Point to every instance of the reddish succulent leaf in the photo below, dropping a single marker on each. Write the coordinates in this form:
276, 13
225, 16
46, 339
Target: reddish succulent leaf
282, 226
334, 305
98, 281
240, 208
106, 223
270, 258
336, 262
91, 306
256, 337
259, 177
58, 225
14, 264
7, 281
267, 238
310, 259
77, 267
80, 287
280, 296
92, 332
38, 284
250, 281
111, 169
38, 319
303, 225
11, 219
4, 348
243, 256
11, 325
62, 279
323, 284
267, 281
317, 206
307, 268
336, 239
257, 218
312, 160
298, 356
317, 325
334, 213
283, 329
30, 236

■ ■ ■ ■ ■ ■ ■

AIM OF THE TASK
Copy out every line of the data above and add 13 to both numbers of each answer coordinate pair. Leave the sample coordinates that show the format unchanged.

FINISHED ANSWER
Point to every instance of the reddish succulent leaf in the photo below, dropping a single marker on each. Write the coordinates in this form:
276, 13
225, 16
46, 339
Target: reddish succulent leaf
295, 239
347, 318
111, 294
253, 221
119, 236
283, 271
349, 275
104, 319
269, 350
272, 190
71, 238
27, 277
20, 294
280, 251
323, 272
90, 280
93, 300
293, 309
105, 345
51, 297
263, 294
124, 182
51, 332
316, 238
24, 232
17, 361
256, 269
24, 338
75, 292
336, 297
280, 294
330, 219
320, 281
349, 252
270, 231
325, 173
311, 369
330, 338
347, 226
296, 342
43, 249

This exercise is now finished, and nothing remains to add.